[Entries taken from a pointing dataset]
---

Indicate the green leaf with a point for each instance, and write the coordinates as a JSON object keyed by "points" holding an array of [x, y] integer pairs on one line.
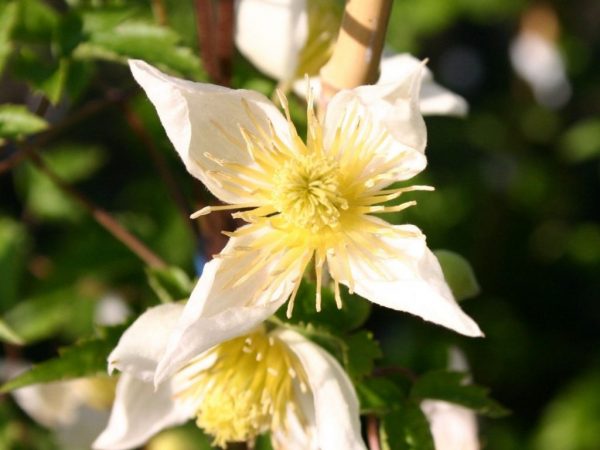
{"points": [[144, 40], [379, 395], [170, 284], [581, 142], [37, 21], [406, 428], [80, 360], [7, 334], [459, 274], [46, 77], [8, 19], [73, 163], [13, 250], [16, 121], [60, 311], [354, 312], [454, 387], [363, 350]]}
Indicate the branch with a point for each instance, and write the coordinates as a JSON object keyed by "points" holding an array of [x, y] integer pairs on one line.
{"points": [[46, 136], [101, 216], [357, 53], [137, 126]]}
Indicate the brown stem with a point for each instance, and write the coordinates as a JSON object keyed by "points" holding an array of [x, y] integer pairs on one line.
{"points": [[357, 53], [137, 126], [204, 24], [373, 432], [160, 12], [101, 216], [43, 138]]}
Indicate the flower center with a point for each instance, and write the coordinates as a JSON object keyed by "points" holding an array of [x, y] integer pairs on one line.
{"points": [[248, 389], [307, 192]]}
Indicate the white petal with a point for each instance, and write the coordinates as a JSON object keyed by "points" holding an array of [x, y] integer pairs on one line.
{"points": [[391, 108], [414, 281], [139, 412], [434, 99], [271, 34], [453, 426], [218, 311], [335, 402], [190, 112], [144, 342]]}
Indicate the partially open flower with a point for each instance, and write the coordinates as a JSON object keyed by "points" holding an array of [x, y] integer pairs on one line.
{"points": [[265, 381], [289, 39], [303, 202]]}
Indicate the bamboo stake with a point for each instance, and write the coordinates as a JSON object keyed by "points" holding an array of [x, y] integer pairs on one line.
{"points": [[357, 53]]}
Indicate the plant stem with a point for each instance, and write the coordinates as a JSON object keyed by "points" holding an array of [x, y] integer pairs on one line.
{"points": [[138, 128], [46, 136], [357, 53], [373, 432], [101, 216]]}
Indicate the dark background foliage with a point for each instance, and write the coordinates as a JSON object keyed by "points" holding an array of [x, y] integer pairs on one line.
{"points": [[517, 189]]}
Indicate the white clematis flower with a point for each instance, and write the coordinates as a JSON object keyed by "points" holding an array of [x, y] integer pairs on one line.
{"points": [[76, 410], [453, 427], [303, 201], [275, 381], [288, 39]]}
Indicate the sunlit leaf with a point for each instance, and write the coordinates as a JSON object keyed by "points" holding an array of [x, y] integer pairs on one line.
{"points": [[170, 284], [454, 387], [80, 360], [17, 121], [406, 428]]}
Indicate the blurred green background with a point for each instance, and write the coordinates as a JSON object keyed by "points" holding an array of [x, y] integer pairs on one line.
{"points": [[517, 192]]}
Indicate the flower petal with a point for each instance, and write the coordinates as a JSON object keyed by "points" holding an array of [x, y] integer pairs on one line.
{"points": [[144, 342], [335, 402], [391, 109], [227, 301], [434, 99], [139, 412], [271, 34], [452, 426], [204, 119], [403, 274]]}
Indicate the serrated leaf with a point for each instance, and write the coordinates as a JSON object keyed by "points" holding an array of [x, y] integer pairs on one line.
{"points": [[7, 334], [355, 310], [454, 387], [144, 40], [8, 20], [13, 249], [379, 395], [459, 274], [170, 284], [80, 360], [17, 121], [406, 428]]}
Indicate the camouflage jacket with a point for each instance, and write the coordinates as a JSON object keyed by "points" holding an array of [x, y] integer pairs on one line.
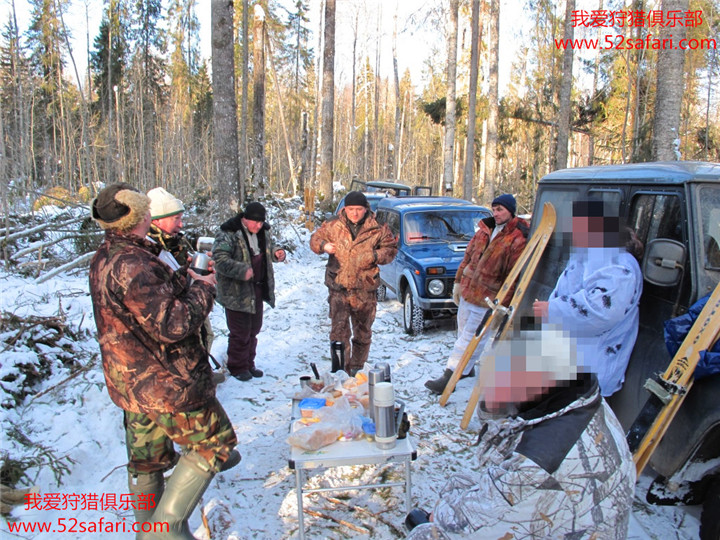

---

Pull out each line of the material above that contains the word "background". Case counts, so a form with different capitalization does not match.

Indicate the dark background foliage with a point for each instance, and write the coordinates as a JSON object keyed by "points" holding an array of [x, y] integer pairs on one line.
Indicate the blurred green background with a point for each instance, and write the coordinates as a JSON object keyed by "points" holding an array of [x, y] integer pairs on one line.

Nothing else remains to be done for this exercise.